Challenge =>
Can you rewrite the data below with "lesson" changed to "exercise" everywhere and nothing else altered?
>> begin Stored data
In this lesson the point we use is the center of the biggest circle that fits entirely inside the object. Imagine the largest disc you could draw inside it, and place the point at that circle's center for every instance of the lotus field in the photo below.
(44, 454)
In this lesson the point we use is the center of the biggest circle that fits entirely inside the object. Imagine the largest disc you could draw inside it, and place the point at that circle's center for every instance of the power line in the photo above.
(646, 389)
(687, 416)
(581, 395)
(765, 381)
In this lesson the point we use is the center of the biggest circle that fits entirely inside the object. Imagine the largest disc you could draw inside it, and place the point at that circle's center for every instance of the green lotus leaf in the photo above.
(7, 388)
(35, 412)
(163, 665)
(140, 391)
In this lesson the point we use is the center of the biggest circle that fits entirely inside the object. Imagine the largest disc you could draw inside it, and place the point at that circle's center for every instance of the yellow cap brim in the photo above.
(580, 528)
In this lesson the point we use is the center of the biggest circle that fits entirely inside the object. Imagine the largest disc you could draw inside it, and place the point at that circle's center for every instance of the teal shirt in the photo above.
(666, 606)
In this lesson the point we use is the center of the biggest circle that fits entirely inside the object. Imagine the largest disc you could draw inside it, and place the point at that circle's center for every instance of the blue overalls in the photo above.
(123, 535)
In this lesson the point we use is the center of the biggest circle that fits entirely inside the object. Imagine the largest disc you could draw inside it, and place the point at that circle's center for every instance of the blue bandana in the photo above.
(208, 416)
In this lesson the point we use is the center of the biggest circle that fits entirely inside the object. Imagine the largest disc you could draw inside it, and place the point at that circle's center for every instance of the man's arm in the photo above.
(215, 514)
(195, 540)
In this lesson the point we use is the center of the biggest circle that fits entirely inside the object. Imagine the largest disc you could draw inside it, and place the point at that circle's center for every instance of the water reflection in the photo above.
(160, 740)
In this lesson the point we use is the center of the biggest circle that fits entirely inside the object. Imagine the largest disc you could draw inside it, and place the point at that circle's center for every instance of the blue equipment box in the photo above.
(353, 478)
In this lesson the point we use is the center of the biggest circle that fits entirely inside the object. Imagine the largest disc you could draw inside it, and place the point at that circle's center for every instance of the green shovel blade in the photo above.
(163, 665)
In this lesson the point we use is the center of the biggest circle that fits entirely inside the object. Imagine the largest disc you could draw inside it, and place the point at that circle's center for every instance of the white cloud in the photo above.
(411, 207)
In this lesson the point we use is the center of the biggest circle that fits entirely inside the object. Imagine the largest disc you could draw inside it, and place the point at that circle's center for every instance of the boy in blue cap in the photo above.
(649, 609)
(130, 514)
>> end Stored data
Result of the exercise =>
In this exercise the point we use is the center of the biggest circle that fits entirely inside the object. Imagine the largest disc you could draw inside it, and place the point at that circle's center for every instance of the lotus field in the photo below.
(44, 454)
In this exercise the point we use is the center of the biggest circle that fits entirely inside the object. Imagine the largest disc you could draw inside it, and place the point at that circle's center for every instance of the power line in the photo above.
(646, 389)
(687, 416)
(581, 395)
(765, 381)
In this exercise the point we use is the center of the biggest circle that fits entirely inside the object. Imagine the largest disc you could draw inside it, and place the point at that circle's center for every instance of the green lotus leaf in the photo above.
(7, 388)
(35, 412)
(163, 665)
(140, 391)
In this exercise the point we use is the center of the biggest circle that fits entirely inside the object. Imagine the largest disc you could draw inside it, and place the point at that circle's center for every instance of the yellow cap brim in the photo above.
(580, 528)
In this exercise the point we use is the center of the biggest circle that fits entirely inside the object. Imagine the largest disc you could draw inside it, and place the point at that circle's center for every instance of the teal shirt in the photo above.
(666, 606)
In this exercise the point we use is the center of the biggest circle that fits entirely inside the object. Imagine the largest disc you could draw inside it, and place the point at that circle's center for every instance of the blue overalls in the photo above.
(123, 535)
In this exercise the point we use is the center of the biggest circle that fits entirely inside the object. Imagine the largest disc you could draw inside it, and place the point at that circle's center for every instance of the blue bandana in the photo above.
(208, 416)
In this exercise the point we use is the center of the biggest circle that fits entirely inside the object. Imagine the largest disc you could draw inside it, and place the point at that circle's center for every instance of the man's arm in the photo above.
(215, 514)
(195, 540)
In this exercise the point we use is the center of the biggest circle that fits entirely inside the object. Imagine the largest disc you could draw inside it, and place the point at that circle's center for every instance of the water reflection in the photo above.
(160, 740)
In this exercise the point we use is the center of the biggest circle that fits entirely inside the object. Imagine the largest disc you could draw inside it, and place the point at that circle's center for every instance of the blue equipment box in the photo above.
(353, 478)
In this exercise the point we use is the center of the biggest circle that fits entirely inside the object. Imagine the largest disc you could draw inside it, and place the point at that circle's center for every instance of the green shovel blade in the photo above.
(163, 665)
In this exercise the point we use is the center of the biggest circle that fits entirely inside the object. Imagine the largest disc you could draw inside it, and place the point at that circle's center for every instance of the white cloud in the photo above.
(411, 207)
In this exercise the point we use is the center of the biggest circle that fits entirely inside the object. Imagine the largest disc you could draw inside it, and place the point at that circle's center for every instance of the boy in blue cap in the photo above.
(649, 609)
(130, 514)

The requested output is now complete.